CCIE Recert Should Be Like Wilderness Medicine Recert

Last winter I had to recertify CCIE. This time it felt like a negative, adversarial ordeal: reviewing and relearning a lot of stuff that I don’t use in order to justify the sunk costs of obtaining the certification. It’s also a zero-sum game: time spent on recertification is time not spent learning newer, more relevant things. I’ve seen a couple of blog posts (here and here) lately related to this issue. How could recertification be done better?

Outside my professional life, I’ve long been a search and rescue volunteer here in rural Colorado. As part of that, I maintain a Wilderness First Responder (WFR) certification. WFR is a certification for remote emergency medical care that starts as an 80-hour class. It’s required for most types of guiding and outdoor education careers.

Unlike with the CCIE, I always look forward to WFR recertification, even though it’s expensive and I have to take vacation time in order to do it. Why? It’s fun, cooperative, progressive, educational, and encouraging. It’s done as a 16-24 hour class that mixes classroom review, hands-on lab practice, and new material that’s been introduced or updated in the preceding years. This allows recertification candidates to interact with their peers, learn new skills, refine old ones, and demonstrate their competency in front of live instructors. By the end of the class, the test is largely a formality: it’s not that hard, and you really have to screw up badly to fail. The instructors might not even let you take it if you’ve gone that far astray.

YOUR GOAL: Carry the essay on CCIE and wilderness medicine recertification forward from its last paragraph, keeping the same first-person voice.

SOURCE DATA:
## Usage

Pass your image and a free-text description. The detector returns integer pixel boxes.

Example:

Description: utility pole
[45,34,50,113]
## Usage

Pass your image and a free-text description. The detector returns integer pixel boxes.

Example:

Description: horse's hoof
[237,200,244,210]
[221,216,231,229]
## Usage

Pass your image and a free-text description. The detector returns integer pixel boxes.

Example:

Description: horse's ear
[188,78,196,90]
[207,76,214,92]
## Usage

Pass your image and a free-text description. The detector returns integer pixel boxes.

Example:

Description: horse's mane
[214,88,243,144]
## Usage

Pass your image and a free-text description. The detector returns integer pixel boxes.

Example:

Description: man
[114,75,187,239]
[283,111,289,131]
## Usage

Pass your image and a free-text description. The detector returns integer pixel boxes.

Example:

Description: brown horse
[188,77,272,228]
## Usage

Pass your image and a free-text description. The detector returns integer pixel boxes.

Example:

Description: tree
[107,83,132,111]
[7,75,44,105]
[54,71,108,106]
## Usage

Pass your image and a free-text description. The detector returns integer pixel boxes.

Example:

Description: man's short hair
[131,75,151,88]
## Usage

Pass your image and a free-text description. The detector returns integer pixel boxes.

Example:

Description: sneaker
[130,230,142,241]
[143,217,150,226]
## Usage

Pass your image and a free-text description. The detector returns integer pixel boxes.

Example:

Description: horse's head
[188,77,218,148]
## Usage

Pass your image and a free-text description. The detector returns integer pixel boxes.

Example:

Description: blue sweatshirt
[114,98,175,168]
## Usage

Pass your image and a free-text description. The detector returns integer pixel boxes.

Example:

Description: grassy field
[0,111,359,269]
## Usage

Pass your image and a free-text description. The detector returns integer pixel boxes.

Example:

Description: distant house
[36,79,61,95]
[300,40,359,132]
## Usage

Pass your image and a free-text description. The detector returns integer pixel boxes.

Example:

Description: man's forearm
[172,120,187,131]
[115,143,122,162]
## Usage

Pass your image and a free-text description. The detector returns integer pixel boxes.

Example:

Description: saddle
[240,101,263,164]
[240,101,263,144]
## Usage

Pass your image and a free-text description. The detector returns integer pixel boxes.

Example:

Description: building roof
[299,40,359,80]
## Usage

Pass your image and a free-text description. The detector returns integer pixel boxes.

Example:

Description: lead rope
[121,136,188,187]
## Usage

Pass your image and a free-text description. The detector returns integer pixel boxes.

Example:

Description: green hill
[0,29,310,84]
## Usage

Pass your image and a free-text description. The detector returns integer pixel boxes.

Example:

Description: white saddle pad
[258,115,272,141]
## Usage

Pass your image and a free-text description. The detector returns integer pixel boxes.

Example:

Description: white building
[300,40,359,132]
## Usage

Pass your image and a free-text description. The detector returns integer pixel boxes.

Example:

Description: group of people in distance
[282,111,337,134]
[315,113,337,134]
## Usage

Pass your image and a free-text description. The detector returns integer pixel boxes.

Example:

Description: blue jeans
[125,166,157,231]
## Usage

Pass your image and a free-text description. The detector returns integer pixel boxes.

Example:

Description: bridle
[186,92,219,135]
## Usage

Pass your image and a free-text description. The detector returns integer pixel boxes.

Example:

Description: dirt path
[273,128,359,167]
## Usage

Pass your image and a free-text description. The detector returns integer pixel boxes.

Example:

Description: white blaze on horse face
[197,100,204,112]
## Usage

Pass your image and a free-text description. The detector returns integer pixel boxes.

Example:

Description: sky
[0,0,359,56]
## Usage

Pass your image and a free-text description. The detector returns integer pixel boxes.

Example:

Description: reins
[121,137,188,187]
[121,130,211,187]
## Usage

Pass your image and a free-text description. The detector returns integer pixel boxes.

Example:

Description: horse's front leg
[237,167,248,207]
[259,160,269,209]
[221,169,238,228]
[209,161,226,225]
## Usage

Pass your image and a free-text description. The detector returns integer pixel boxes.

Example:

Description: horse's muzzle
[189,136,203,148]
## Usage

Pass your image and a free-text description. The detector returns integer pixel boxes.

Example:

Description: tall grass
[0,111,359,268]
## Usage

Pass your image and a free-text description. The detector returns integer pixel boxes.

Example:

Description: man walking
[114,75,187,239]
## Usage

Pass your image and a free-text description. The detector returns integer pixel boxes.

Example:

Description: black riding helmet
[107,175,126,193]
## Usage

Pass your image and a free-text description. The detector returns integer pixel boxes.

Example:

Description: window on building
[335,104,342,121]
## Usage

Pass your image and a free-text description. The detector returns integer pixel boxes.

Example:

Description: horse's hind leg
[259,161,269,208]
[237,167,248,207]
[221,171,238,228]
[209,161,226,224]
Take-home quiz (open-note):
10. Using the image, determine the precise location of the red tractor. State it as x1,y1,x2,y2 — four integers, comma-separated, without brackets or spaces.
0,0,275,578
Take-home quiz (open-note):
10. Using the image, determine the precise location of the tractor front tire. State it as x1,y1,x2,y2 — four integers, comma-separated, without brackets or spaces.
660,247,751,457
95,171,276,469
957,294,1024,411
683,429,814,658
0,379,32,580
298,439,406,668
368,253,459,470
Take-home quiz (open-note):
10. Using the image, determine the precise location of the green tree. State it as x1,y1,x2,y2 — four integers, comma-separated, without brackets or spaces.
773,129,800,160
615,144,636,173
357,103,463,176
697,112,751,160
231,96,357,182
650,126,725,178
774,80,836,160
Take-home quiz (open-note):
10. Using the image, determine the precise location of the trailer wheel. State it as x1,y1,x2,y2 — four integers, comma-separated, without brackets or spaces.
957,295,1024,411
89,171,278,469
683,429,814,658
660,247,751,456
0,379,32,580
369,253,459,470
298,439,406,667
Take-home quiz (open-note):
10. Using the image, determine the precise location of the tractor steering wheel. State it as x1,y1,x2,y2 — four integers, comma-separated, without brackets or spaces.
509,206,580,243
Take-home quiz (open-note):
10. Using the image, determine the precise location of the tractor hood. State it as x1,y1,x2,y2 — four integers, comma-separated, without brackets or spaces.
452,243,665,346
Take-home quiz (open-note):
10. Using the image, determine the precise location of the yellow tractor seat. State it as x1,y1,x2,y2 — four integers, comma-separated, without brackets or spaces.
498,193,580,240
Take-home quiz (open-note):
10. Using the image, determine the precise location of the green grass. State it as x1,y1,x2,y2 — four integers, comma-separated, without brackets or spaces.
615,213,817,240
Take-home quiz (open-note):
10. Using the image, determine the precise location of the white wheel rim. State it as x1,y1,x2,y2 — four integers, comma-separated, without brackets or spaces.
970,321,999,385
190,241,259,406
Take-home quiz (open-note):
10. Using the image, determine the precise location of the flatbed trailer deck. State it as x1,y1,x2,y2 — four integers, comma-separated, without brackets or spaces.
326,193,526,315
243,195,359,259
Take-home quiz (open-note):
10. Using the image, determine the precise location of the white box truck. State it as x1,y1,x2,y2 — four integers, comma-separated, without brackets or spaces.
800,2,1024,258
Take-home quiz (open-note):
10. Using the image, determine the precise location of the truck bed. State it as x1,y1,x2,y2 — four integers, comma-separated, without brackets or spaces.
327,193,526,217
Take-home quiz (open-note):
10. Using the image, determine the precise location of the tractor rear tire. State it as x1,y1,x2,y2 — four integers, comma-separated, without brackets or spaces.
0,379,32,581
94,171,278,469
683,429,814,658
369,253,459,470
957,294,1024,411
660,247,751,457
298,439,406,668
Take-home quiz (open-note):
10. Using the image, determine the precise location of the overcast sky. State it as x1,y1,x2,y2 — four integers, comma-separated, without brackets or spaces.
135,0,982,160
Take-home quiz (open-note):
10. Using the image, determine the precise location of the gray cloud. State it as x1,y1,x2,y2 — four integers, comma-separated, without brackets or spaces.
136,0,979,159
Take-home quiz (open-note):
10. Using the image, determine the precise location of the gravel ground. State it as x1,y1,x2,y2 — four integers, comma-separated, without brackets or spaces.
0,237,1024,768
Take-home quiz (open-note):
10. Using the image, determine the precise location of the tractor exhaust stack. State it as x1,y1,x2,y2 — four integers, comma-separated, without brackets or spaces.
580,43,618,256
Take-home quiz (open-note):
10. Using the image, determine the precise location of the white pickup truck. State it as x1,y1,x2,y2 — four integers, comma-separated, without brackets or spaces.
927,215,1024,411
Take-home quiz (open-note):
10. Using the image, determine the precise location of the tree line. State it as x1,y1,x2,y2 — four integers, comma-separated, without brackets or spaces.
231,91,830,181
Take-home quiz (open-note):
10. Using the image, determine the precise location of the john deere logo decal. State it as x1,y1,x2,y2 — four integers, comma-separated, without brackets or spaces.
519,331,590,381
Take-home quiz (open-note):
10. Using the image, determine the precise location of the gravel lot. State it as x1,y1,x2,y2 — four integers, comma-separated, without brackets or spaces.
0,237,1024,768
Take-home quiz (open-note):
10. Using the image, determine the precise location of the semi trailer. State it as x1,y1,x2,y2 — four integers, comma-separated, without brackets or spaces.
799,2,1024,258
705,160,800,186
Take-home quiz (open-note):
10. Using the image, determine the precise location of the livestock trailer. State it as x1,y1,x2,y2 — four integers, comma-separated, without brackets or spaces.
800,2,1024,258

WRITTEN ANSWER:
Although I have little hope of it ever happening, I think this should be the model for CCIE recertification: interaction with peers, review of basics, updates on new technology, and lab exercises.

There are a couple of objections to ideas like this:

  1. It would be expensive, and thus unfair to applicants from different countries or different income levels. I understand this; maybe Cisco could offer this idea in addition to the traditional path.

  2. It “devalues” the certification, presumably by making recertification easier. I don’t understand this objection; it’s not that far from wishing for an artificial cap on the CCIE population. I took the CCIE exam because it was challenging to me, not because of what it does or doesn’t do for other people. I’m interested in being challenged in cooperative and constructive ways, not in excluding other people from the club. Rather than worrying that other people might not be good enough, we could use opportunities like this recertification model to help them get better.